Copy out everything from the first line of the material down to the line containing "# the even-odd rule decides holes", both lines included, without changing anything.

» **Material provided**
-----
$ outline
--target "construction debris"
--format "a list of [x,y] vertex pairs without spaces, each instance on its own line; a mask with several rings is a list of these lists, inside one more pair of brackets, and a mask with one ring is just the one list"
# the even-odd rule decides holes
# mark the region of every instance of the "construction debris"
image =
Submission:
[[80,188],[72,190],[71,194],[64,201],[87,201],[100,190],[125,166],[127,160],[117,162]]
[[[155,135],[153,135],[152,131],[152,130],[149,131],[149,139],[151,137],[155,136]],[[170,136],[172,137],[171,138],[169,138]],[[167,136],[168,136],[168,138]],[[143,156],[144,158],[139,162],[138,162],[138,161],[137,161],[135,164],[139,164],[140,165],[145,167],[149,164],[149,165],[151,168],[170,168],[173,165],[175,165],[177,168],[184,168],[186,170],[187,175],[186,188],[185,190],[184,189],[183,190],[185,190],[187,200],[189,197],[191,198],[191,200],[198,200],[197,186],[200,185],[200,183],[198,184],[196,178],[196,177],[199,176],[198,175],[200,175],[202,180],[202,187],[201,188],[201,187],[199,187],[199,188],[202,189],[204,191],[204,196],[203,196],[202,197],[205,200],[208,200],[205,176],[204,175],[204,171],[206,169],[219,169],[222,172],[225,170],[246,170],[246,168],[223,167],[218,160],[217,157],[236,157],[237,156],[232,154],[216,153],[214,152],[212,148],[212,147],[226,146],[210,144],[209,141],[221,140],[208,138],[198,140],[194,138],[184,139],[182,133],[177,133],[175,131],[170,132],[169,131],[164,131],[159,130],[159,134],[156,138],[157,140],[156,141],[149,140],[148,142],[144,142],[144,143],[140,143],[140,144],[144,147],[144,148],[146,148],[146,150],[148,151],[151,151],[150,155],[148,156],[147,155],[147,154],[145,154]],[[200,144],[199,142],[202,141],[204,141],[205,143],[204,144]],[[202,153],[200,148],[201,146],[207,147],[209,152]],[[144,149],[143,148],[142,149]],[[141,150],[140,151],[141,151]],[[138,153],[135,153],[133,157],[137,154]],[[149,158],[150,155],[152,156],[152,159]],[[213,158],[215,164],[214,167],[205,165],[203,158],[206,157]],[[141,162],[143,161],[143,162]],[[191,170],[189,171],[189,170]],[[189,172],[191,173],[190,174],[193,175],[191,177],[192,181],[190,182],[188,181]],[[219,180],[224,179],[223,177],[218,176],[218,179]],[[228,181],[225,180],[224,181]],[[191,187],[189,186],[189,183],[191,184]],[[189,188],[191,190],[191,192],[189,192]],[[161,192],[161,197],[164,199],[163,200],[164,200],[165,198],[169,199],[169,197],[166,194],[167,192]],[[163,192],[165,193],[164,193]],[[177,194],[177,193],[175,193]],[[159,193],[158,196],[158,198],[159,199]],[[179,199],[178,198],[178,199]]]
-----
» **Response**
$ outline
--target "construction debris"
--format "a list of [x,y] vertex pairs without spaces, each instance on its own line; a mask with several rings is a list of these lists, inside one more pair of brackets, and a mask with one ring is just the one list"
# the even-odd rule decides holes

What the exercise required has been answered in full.